WHAT TO DO
Among the entries below, which lines include the string "house"? Show each one.

STUDY MATERIAL

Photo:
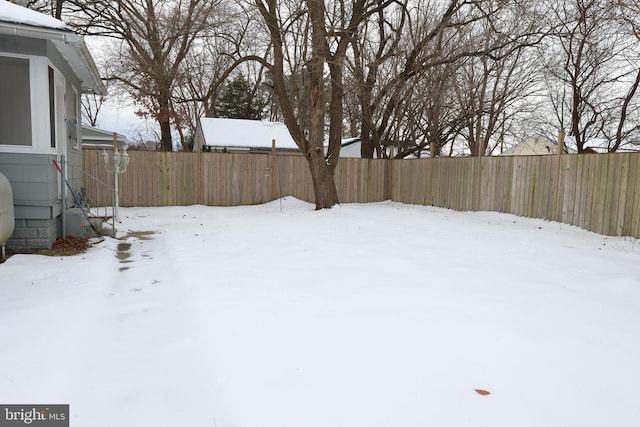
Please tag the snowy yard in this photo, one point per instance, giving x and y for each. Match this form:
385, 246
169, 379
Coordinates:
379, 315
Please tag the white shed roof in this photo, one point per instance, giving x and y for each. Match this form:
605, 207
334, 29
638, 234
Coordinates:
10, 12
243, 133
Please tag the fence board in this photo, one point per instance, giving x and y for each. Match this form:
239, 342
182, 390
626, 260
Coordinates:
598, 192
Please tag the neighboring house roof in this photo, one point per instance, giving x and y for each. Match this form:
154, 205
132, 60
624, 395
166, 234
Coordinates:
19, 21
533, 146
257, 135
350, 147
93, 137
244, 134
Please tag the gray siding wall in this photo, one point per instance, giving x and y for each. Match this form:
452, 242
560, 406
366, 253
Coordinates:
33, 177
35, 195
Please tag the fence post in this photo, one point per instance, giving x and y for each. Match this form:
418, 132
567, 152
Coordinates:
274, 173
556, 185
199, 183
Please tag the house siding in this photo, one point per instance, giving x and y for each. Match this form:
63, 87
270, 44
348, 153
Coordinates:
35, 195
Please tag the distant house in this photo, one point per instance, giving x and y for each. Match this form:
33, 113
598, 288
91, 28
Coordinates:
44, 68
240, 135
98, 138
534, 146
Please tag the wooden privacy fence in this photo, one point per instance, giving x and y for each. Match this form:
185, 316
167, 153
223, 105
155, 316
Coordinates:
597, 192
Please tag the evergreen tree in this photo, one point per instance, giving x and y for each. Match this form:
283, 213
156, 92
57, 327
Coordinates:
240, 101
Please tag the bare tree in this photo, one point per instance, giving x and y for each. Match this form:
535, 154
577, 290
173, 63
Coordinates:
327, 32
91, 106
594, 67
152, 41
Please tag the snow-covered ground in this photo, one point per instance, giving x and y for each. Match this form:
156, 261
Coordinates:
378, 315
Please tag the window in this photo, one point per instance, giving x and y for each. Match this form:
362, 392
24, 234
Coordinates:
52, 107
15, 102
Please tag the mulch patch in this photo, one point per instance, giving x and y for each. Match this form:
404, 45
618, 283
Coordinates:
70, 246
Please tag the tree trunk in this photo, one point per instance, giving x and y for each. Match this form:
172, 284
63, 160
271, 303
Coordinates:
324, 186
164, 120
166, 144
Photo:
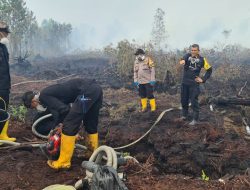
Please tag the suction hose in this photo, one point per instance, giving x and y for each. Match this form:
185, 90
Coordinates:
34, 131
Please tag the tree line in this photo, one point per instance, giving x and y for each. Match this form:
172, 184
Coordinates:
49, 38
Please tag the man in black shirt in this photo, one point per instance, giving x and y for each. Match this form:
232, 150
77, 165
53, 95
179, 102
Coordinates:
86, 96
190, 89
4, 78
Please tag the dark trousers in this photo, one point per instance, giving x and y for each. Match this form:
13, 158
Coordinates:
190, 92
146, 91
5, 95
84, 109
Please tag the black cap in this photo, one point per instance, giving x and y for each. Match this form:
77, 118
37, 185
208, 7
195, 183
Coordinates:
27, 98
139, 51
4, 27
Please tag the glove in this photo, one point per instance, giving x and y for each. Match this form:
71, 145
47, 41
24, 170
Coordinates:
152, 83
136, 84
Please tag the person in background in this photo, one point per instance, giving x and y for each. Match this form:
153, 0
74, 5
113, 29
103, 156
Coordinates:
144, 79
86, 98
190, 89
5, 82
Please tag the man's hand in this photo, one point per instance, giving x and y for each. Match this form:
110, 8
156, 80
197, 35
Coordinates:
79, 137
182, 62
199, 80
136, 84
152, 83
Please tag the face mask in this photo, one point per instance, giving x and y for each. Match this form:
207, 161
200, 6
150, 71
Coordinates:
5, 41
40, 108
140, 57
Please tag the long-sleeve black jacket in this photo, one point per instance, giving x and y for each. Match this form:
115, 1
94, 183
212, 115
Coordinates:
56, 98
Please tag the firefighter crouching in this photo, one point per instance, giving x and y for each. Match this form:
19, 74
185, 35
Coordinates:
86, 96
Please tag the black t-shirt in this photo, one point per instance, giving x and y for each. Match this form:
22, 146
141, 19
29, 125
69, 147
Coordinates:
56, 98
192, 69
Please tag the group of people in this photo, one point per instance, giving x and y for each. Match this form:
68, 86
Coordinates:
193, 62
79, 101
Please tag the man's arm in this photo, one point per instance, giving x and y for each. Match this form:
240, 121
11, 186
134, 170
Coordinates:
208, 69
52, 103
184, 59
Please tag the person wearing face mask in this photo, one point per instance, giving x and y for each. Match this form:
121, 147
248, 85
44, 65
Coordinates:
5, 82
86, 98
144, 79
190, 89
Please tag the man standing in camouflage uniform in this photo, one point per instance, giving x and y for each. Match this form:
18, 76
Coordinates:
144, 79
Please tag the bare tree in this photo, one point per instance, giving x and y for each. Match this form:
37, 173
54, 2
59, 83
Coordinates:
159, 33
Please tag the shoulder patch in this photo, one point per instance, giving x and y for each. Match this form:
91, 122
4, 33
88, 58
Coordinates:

RESPONSE TO THE TASK
Please tag the neighboring house roof in this photo, one point per instance, giving x and y for each. Match this form:
Please tag the house siding in this photo, one point per instance, giving x and y for each. Match this form:
Please tag the distant house in this photo, one point per instance, giving x and y for each. Match this form:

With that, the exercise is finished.